> Saved entries
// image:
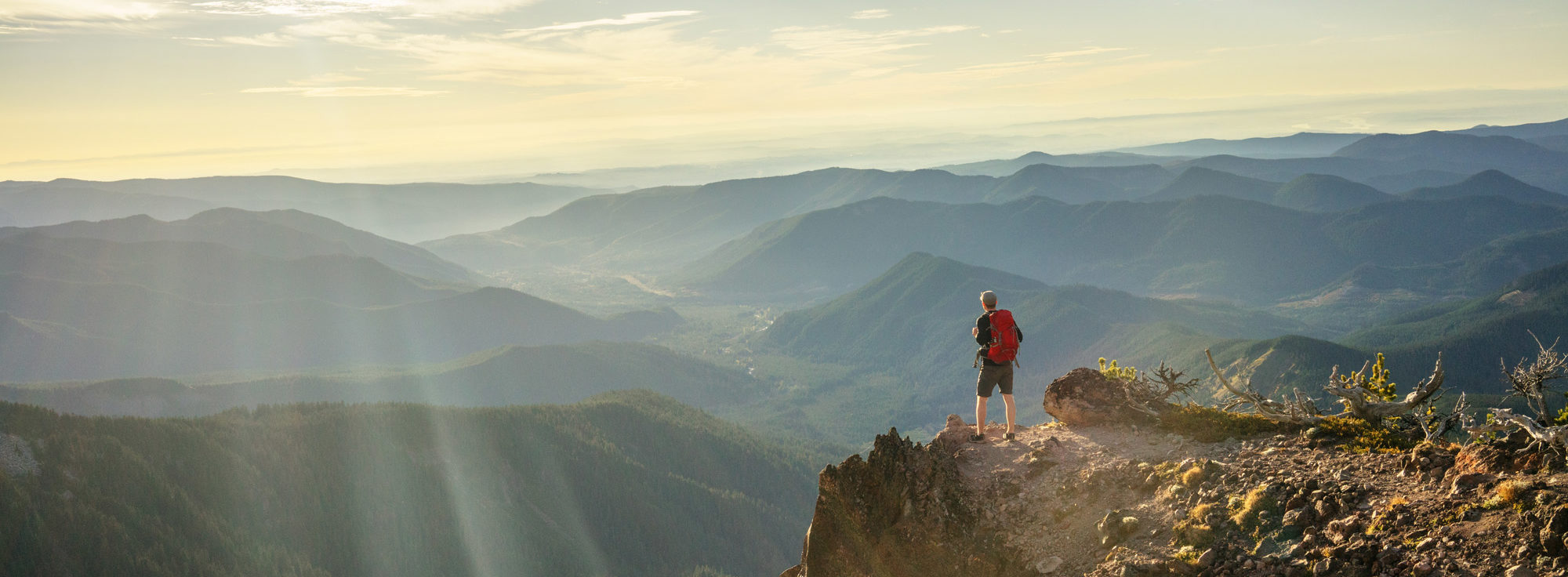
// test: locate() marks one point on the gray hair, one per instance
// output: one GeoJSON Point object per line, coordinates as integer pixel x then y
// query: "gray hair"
{"type": "Point", "coordinates": [989, 299]}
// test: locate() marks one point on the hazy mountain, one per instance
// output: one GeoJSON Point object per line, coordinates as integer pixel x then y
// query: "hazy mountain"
{"type": "Point", "coordinates": [1490, 184]}
{"type": "Point", "coordinates": [216, 274]}
{"type": "Point", "coordinates": [1014, 165]}
{"type": "Point", "coordinates": [1200, 181]}
{"type": "Point", "coordinates": [123, 330]}
{"type": "Point", "coordinates": [907, 346]}
{"type": "Point", "coordinates": [1296, 147]}
{"type": "Point", "coordinates": [1283, 170]}
{"type": "Point", "coordinates": [1326, 194]}
{"type": "Point", "coordinates": [1467, 154]}
{"type": "Point", "coordinates": [1081, 184]}
{"type": "Point", "coordinates": [62, 201]}
{"type": "Point", "coordinates": [620, 485]}
{"type": "Point", "coordinates": [1308, 192]}
{"type": "Point", "coordinates": [1553, 143]}
{"type": "Point", "coordinates": [1520, 131]}
{"type": "Point", "coordinates": [1483, 328]}
{"type": "Point", "coordinates": [1414, 180]}
{"type": "Point", "coordinates": [509, 376]}
{"type": "Point", "coordinates": [410, 212]}
{"type": "Point", "coordinates": [280, 234]}
{"type": "Point", "coordinates": [1202, 247]}
{"type": "Point", "coordinates": [661, 228]}
{"type": "Point", "coordinates": [920, 311]}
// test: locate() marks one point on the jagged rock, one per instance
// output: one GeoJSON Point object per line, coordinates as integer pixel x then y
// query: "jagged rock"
{"type": "Point", "coordinates": [956, 434]}
{"type": "Point", "coordinates": [1116, 528]}
{"type": "Point", "coordinates": [1470, 482]}
{"type": "Point", "coordinates": [1520, 572]}
{"type": "Point", "coordinates": [1050, 565]}
{"type": "Point", "coordinates": [901, 512]}
{"type": "Point", "coordinates": [1086, 397]}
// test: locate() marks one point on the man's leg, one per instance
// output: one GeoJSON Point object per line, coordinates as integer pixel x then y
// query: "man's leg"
{"type": "Point", "coordinates": [1012, 412]}
{"type": "Point", "coordinates": [981, 416]}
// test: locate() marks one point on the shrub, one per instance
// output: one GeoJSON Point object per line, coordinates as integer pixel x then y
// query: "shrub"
{"type": "Point", "coordinates": [1114, 372]}
{"type": "Point", "coordinates": [1255, 507]}
{"type": "Point", "coordinates": [1210, 426]}
{"type": "Point", "coordinates": [1367, 438]}
{"type": "Point", "coordinates": [1196, 529]}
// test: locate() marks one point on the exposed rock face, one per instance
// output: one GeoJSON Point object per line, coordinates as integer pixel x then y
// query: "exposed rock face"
{"type": "Point", "coordinates": [901, 512]}
{"type": "Point", "coordinates": [1086, 397]}
{"type": "Point", "coordinates": [1141, 503]}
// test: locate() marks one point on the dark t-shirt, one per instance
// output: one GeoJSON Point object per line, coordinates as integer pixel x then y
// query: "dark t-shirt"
{"type": "Point", "coordinates": [984, 339]}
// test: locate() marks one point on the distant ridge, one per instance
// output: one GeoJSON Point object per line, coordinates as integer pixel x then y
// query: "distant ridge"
{"type": "Point", "coordinates": [1014, 165]}
{"type": "Point", "coordinates": [1327, 194]}
{"type": "Point", "coordinates": [1294, 147]}
{"type": "Point", "coordinates": [1490, 184]}
{"type": "Point", "coordinates": [281, 234]}
{"type": "Point", "coordinates": [1200, 181]}
{"type": "Point", "coordinates": [408, 212]}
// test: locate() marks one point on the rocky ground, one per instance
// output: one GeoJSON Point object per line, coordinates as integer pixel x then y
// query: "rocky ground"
{"type": "Point", "coordinates": [1127, 501]}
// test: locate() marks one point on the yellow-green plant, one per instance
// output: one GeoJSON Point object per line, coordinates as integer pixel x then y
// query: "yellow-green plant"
{"type": "Point", "coordinates": [1112, 371]}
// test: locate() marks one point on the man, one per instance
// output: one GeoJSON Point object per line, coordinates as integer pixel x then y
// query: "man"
{"type": "Point", "coordinates": [996, 374]}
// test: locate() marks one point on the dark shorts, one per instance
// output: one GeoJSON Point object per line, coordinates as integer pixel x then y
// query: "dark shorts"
{"type": "Point", "coordinates": [995, 377]}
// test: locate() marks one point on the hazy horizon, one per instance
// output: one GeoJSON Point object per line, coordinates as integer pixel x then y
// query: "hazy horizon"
{"type": "Point", "coordinates": [484, 90]}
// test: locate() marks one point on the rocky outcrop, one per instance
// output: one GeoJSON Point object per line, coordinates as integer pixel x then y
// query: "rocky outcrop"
{"type": "Point", "coordinates": [1144, 503]}
{"type": "Point", "coordinates": [901, 512]}
{"type": "Point", "coordinates": [1086, 397]}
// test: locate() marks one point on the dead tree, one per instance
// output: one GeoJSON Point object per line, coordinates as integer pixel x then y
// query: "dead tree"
{"type": "Point", "coordinates": [1302, 410]}
{"type": "Point", "coordinates": [1362, 404]}
{"type": "Point", "coordinates": [1149, 394]}
{"type": "Point", "coordinates": [1555, 438]}
{"type": "Point", "coordinates": [1436, 426]}
{"type": "Point", "coordinates": [1533, 382]}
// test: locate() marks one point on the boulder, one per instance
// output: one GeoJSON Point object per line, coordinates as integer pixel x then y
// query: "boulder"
{"type": "Point", "coordinates": [1086, 397]}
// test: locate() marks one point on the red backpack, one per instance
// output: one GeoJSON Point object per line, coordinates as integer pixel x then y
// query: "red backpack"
{"type": "Point", "coordinates": [1004, 338]}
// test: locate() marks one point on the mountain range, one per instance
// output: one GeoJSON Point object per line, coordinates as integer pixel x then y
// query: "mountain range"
{"type": "Point", "coordinates": [239, 291]}
{"type": "Point", "coordinates": [408, 212]}
{"type": "Point", "coordinates": [1299, 145]}
{"type": "Point", "coordinates": [1208, 247]}
{"type": "Point", "coordinates": [499, 377]}
{"type": "Point", "coordinates": [625, 484]}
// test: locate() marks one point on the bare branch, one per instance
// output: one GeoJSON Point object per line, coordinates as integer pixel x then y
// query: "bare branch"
{"type": "Point", "coordinates": [1147, 394]}
{"type": "Point", "coordinates": [1533, 382]}
{"type": "Point", "coordinates": [1363, 405]}
{"type": "Point", "coordinates": [1555, 438]}
{"type": "Point", "coordinates": [1299, 412]}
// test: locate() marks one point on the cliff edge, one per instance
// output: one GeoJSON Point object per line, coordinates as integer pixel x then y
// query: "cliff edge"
{"type": "Point", "coordinates": [1138, 501]}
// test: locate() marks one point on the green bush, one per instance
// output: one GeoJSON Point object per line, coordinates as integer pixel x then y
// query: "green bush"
{"type": "Point", "coordinates": [1211, 426]}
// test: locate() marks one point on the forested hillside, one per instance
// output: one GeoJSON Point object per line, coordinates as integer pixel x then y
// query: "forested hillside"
{"type": "Point", "coordinates": [625, 485]}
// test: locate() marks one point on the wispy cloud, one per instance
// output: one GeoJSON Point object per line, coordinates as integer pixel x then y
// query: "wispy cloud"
{"type": "Point", "coordinates": [343, 92]}
{"type": "Point", "coordinates": [336, 29]}
{"type": "Point", "coordinates": [316, 9]}
{"type": "Point", "coordinates": [42, 16]}
{"type": "Point", "coordinates": [1083, 53]}
{"type": "Point", "coordinates": [269, 40]}
{"type": "Point", "coordinates": [623, 21]}
{"type": "Point", "coordinates": [848, 43]}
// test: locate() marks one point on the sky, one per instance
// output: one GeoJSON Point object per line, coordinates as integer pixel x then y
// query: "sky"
{"type": "Point", "coordinates": [482, 90]}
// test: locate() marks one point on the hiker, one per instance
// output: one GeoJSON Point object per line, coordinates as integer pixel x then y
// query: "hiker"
{"type": "Point", "coordinates": [1000, 355]}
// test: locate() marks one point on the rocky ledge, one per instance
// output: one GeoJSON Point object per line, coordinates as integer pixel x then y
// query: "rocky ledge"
{"type": "Point", "coordinates": [1139, 501]}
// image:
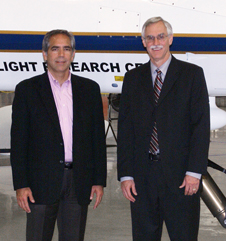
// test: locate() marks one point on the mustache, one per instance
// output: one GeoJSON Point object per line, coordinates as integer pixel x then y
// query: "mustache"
{"type": "Point", "coordinates": [156, 47]}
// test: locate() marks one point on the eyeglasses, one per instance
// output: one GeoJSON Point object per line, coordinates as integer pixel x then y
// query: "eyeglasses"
{"type": "Point", "coordinates": [161, 37]}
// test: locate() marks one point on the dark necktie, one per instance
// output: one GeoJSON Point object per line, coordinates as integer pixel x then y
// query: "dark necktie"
{"type": "Point", "coordinates": [154, 145]}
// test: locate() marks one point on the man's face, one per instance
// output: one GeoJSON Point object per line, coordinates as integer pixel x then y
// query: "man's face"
{"type": "Point", "coordinates": [59, 55]}
{"type": "Point", "coordinates": [157, 48]}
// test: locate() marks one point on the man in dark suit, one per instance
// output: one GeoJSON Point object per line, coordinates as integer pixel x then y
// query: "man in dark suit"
{"type": "Point", "coordinates": [163, 140]}
{"type": "Point", "coordinates": [58, 153]}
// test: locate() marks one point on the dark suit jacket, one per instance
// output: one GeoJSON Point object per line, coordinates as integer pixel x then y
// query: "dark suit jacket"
{"type": "Point", "coordinates": [182, 116]}
{"type": "Point", "coordinates": [37, 148]}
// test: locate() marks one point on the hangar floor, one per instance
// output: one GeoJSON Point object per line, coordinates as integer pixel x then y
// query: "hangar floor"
{"type": "Point", "coordinates": [111, 220]}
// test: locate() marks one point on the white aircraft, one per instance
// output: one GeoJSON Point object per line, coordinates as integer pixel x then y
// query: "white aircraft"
{"type": "Point", "coordinates": [108, 41]}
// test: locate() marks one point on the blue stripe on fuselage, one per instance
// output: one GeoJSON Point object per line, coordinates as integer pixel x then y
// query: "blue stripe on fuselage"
{"type": "Point", "coordinates": [115, 43]}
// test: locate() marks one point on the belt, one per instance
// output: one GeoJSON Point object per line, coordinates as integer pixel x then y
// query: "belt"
{"type": "Point", "coordinates": [153, 157]}
{"type": "Point", "coordinates": [68, 165]}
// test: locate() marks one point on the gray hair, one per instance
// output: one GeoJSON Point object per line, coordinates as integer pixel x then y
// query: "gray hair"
{"type": "Point", "coordinates": [45, 42]}
{"type": "Point", "coordinates": [155, 20]}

> Directions
Output, from the data above, the lines from the line with "eyeglasses, one per instance" to the line with "suit, one per instance" exactly as they stand, both ends included and nothing else.

> Answer for the task
// test: locate() marks one point on the eyeglasses, one per instance
// output: one GeoJSON Point object per line, coordinates as integer pixel x then y
// query: "eyeglasses"
{"type": "Point", "coordinates": [161, 37]}
// test: locate() marks one point on the dark necktie, one per instance
// output: one GeoJSON Point object per line, coordinates as integer pixel x then y
// query: "dark necktie"
{"type": "Point", "coordinates": [154, 145]}
// test: locate() marks one point on the man's face, one per instance
// output: one GeoJSON Point object per line, coordinates as integer pixel x then y
// query: "man's face"
{"type": "Point", "coordinates": [59, 55]}
{"type": "Point", "coordinates": [157, 48]}
// test: locate() marks one point on the man in dark suit, one per instance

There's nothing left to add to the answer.